(Pointing entries for named objects)
━━━━

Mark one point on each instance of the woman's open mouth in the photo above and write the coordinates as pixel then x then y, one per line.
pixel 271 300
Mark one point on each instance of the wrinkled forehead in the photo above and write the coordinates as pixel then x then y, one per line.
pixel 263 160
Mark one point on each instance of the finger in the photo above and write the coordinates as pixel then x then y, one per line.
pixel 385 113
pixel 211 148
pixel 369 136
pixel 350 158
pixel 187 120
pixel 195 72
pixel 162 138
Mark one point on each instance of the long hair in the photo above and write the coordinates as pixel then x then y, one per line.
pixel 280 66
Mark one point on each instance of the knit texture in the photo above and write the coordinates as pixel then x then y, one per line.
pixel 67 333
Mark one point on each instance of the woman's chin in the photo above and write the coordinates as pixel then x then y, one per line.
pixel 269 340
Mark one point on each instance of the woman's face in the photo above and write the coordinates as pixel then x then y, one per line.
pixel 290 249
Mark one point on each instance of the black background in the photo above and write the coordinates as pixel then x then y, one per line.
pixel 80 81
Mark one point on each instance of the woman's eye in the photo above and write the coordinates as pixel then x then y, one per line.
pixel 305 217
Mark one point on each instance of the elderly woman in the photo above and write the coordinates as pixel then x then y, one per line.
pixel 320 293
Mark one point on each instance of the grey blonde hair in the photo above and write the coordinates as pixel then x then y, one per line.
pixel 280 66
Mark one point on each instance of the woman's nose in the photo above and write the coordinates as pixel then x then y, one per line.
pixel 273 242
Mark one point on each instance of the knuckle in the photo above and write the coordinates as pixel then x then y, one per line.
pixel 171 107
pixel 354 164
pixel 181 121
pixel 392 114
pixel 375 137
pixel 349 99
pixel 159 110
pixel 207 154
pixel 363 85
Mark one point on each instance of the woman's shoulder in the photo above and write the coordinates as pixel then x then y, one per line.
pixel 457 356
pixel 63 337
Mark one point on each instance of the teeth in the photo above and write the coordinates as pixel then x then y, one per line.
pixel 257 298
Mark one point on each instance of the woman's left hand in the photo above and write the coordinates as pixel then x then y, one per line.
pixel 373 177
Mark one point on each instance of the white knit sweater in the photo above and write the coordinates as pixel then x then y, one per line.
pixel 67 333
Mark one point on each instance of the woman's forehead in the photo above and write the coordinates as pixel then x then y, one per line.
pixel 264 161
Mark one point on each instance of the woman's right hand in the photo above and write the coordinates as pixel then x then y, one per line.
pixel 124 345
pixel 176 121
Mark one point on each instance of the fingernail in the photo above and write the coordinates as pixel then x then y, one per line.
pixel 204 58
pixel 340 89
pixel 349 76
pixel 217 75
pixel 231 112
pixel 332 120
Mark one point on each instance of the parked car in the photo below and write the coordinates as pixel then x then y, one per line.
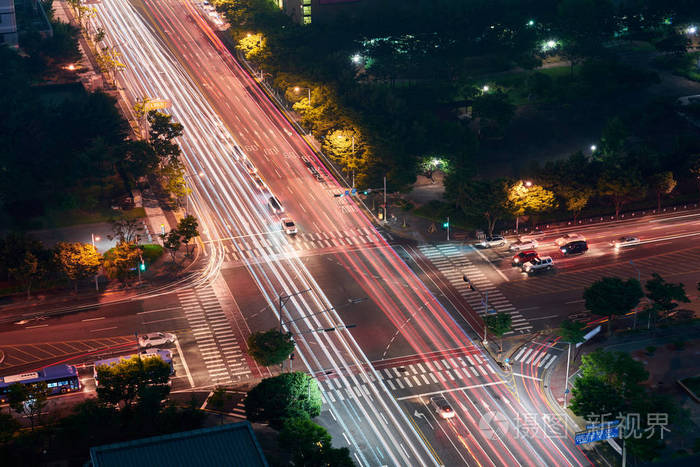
pixel 523 245
pixel 153 339
pixel 564 239
pixel 535 265
pixel 442 407
pixel 578 247
pixel 288 226
pixel 260 183
pixel 523 257
pixel 252 170
pixel 624 241
pixel 490 242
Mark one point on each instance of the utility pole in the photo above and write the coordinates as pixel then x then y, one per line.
pixel 386 213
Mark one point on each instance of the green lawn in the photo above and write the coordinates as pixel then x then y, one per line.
pixel 68 217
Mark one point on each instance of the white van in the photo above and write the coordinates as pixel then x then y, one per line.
pixel 274 205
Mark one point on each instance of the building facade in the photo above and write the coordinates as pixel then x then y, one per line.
pixel 8 23
pixel 319 11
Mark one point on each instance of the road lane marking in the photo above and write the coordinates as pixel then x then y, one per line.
pixel 490 263
pixel 449 390
pixel 528 377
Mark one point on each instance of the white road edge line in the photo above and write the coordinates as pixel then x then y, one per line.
pixel 184 363
pixel 490 263
pixel 449 390
pixel 526 376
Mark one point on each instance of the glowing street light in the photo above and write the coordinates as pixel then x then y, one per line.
pixel 297 89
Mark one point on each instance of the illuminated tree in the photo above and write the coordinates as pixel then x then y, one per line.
pixel 621 186
pixel 611 296
pixel 347 147
pixel 529 198
pixel 78 260
pixel 662 183
pixel 121 261
pixel 254 47
pixel 188 229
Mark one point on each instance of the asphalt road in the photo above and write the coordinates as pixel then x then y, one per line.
pixel 406 347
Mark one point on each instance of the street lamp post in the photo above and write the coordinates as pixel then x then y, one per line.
pixel 187 197
pixel 95 239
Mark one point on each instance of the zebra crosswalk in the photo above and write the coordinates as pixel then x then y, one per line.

━━━━

What to do:
Copy out every one of the rows above word for word, leaving the pictures out.

Task answer:
Mark one point on each instance of the woman's open mouth in the photo above and write the coordinates as pixel then x then y, one per line.
pixel 271 300
Mark one point on each instance of the wrinkled forehead in the photo above and write the coordinates as pixel then x then y, one per line.
pixel 263 160
Mark one point on each instance of the finger in the photo above and write the coordinates as pixel then x then y, one per line.
pixel 385 113
pixel 211 148
pixel 369 136
pixel 350 158
pixel 187 120
pixel 195 72
pixel 162 138
Mark one point on each instance of the long hair in the photo above and write the coordinates as pixel then x then y, one per line.
pixel 280 66
Mark one point on each instance of the knit texture in the photo above and write the coordinates as pixel then x then y, one per line.
pixel 67 333
Mark one point on each instance of the woman's chin in the photo above and write the coordinates as pixel then x then y, one per line.
pixel 269 340
Mark one point on each instance of the woman's face in the photo above and write the coordinates as pixel then x then y, one per line.
pixel 290 249
Mark one point on each instance of the black background in the photo above and write the coordinates as pixel then x then y, one per line.
pixel 80 81
Mark one point on each instance of the woman's eye in the photo above and write the coordinates as pixel then x then y, one per line.
pixel 305 217
Mark one point on each instance of the elderly woman in the photo above and write the coordinates as pixel then x then y, one per line.
pixel 320 293
Mark one point on each instance of the grey blonde hair in the photo above and write the coordinates as pixel then x then y, one per line.
pixel 280 66
Mark one point on each instance of the woman's nose in the photo above and write the coordinates as pixel then x then y, one per line.
pixel 273 242
Mark one point on each instance of the knuckle in the photo above and write the coordinates as pixel then x then y, one per line.
pixel 171 107
pixel 354 164
pixel 181 121
pixel 392 114
pixel 375 137
pixel 349 99
pixel 159 110
pixel 207 154
pixel 363 85
Mark one point on each instance of the woman's shoulder in the photo above and write the coordinates as pixel then x then y, one per line.
pixel 457 356
pixel 63 337
Mark one point on each instance of the teeth in the photo above and write the coordinates as pixel then x then y, one per line.
pixel 257 298
Mark one point on each instance of the woman's left hand in the photo above and write the coordinates as pixel then x then y, one per line.
pixel 373 177
Mark one point on each instance of the white knit sweater in the photo above and write the coordinates as pixel then x then y, one per line.
pixel 67 333
Mark one point on each instance of the woman's forehead in the photo above and write the coordinates as pixel then x then y, one per line.
pixel 264 161
Mark one point on each instance of the woman's right hand in the photo above and write the coordinates as pixel then x then y, one per line.
pixel 124 345
pixel 176 121
Mark one point on each instance of the fingernail in the photo above and write the coordinates as pixel then x then y, one per line.
pixel 204 58
pixel 340 89
pixel 349 76
pixel 217 75
pixel 231 112
pixel 332 120
Mark one point on each instance of the parked car in the photo below and write the coordinates as pixel then x then y, one per line.
pixel 523 245
pixel 153 339
pixel 564 239
pixel 535 265
pixel 442 407
pixel 578 247
pixel 288 226
pixel 260 183
pixel 523 257
pixel 252 170
pixel 624 241
pixel 490 242
Mark one point on each instance of the utility pole in the photo above and write the coordinates as pixel then x then y, one per line.
pixel 386 213
Mark one point on each instance of the green lawn in the photo above and write the coordinates as pixel then x then y, one per line.
pixel 68 217
Mark one point on each instance of the white van in the photo above and write the coordinates as pixel then x then y, one per line.
pixel 274 205
Mark one point on each instance of the building facade in the photo above and write the coordinates as pixel then x then y, one per line.
pixel 8 23
pixel 319 11
Mark one point on each instance of the road lane marking in the photo above and write the coordinates as pixel then x then y, one per line.
pixel 490 263
pixel 449 390
pixel 528 377
Mark one point on each instance of the white road edge line in the photo above and write the coordinates as pixel then x then y, one per line.
pixel 184 363
pixel 490 263
pixel 449 390
pixel 526 376
Mark one point on each instance of the glowing street light in the photo above and write the coordinates as pixel then x then y, one per line.
pixel 297 89
Mark one point on each instance of the illuminated tree in the photo above and write the coordinates as pixel then x then y, one per line.
pixel 621 186
pixel 611 296
pixel 347 147
pixel 529 198
pixel 78 260
pixel 662 183
pixel 121 261
pixel 254 47
pixel 188 229
Mark one point on each instance of the asphalt road in the photo above and write the coordinates as pixel then x then y, one per line.
pixel 406 347
Mark one point on each instance of the street lamp post in the photo above and write the coordinates as pixel then x then y, one per line.
pixel 187 197
pixel 95 239
Mark one point on each instance of the zebra crosswalk in the photo above and write the coordinates as pixel then x then y, one per line.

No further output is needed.